*Input rows*:

-- begin --

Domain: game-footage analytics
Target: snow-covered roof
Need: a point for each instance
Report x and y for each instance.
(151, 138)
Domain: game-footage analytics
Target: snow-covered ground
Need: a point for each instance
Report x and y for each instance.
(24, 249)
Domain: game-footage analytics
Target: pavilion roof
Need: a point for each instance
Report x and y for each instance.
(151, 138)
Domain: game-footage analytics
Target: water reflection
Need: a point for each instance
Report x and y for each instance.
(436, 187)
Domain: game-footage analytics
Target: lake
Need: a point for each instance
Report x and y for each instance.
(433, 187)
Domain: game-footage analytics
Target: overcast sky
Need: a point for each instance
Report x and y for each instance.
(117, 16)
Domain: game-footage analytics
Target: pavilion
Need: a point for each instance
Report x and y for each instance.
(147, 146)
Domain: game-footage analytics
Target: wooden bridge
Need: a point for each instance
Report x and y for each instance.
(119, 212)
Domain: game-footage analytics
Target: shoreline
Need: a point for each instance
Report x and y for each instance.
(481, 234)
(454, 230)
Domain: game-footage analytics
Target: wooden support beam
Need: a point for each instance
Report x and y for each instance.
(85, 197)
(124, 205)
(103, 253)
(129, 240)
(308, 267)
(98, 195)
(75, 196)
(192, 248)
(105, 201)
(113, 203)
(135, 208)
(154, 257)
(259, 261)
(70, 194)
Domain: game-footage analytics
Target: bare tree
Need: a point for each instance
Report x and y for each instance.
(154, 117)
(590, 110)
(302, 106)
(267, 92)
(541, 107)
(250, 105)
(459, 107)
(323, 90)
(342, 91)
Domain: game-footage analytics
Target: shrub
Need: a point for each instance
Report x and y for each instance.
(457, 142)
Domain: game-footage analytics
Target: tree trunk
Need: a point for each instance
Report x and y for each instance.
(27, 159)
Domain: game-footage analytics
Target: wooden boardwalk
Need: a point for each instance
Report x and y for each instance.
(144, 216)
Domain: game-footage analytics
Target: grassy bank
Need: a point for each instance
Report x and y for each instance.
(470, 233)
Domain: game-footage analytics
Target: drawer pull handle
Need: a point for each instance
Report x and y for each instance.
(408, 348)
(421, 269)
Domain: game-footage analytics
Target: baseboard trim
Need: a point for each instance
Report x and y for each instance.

-- end --

*Written request*:
From the records above, extract every entry verbatim.

*Final result*:
Domain: game-footage analytics
Target: snow-covered roof
Need: a point for each instance
Report x and y for each instance.
(151, 138)
Domain: game-footage analytics
Target: snow-covered ground
Need: a point for each instance
Report x and y for each instance.
(24, 249)
Domain: game-footage analytics
Target: pavilion roof
Need: a point for each instance
Report x and y for each instance.
(151, 138)
Domain: game-footage analytics
Target: water reflection
Need: a point for each instance
Report x and y for each instance.
(436, 187)
Domain: game-footage analytics
Target: lake
Need: a point for each instance
Report x and y for each instance.
(433, 187)
Domain: game-footage analytics
Target: overcast sky
Need: a point for each instance
Report x and y for each instance.
(117, 16)
Domain: game-footage analytics
Target: pavilion
Need: a point for each instance
Report x and y for each instance.
(147, 146)
Domain: game-footage analytics
Target: wooden bridge
Need: a point for each instance
Report x and y for each instance.
(119, 212)
Domain: game-footage analytics
Target: shoreline
Need: a point for each instance
Report x and y for each instance.
(481, 234)
(454, 230)
Domain: game-footage analytics
Target: wooden support beam
Need: a point for each instance
Report x and y for each instance.
(85, 197)
(124, 205)
(103, 253)
(129, 240)
(308, 267)
(98, 195)
(75, 196)
(192, 248)
(105, 201)
(113, 203)
(135, 208)
(154, 257)
(259, 261)
(70, 194)
Domain: game-footage analytics
Target: bare tree
Need: a point for each instance
Report x and y for each instance.
(154, 117)
(590, 110)
(302, 106)
(267, 92)
(541, 107)
(250, 105)
(459, 107)
(323, 90)
(342, 91)
Domain: game-footage analytics
Target: shrub
Need: a point for each instance
Report x and y for each instance.
(457, 142)
Domain: game-footage analytics
Target: tree trunk
Need: a point for each instance
Report x and y for each instance.
(27, 159)
Domain: game-footage analytics
Target: wooden boardwalk
Need: a point for each instance
Report x and y for each instance.
(144, 216)
Domain: game-footage analytics
Target: grassy bank
Need: a point for each instance
Report x and y for each instance.
(470, 233)
Domain: game-footage analytics
Target: drawer pull handle
Need: a point for each instance
Report x and y for each instance.
(408, 348)
(421, 269)
Domain: game-footage analytics
Target: baseboard trim
Need: a point for each instance
Report x and y for each instance.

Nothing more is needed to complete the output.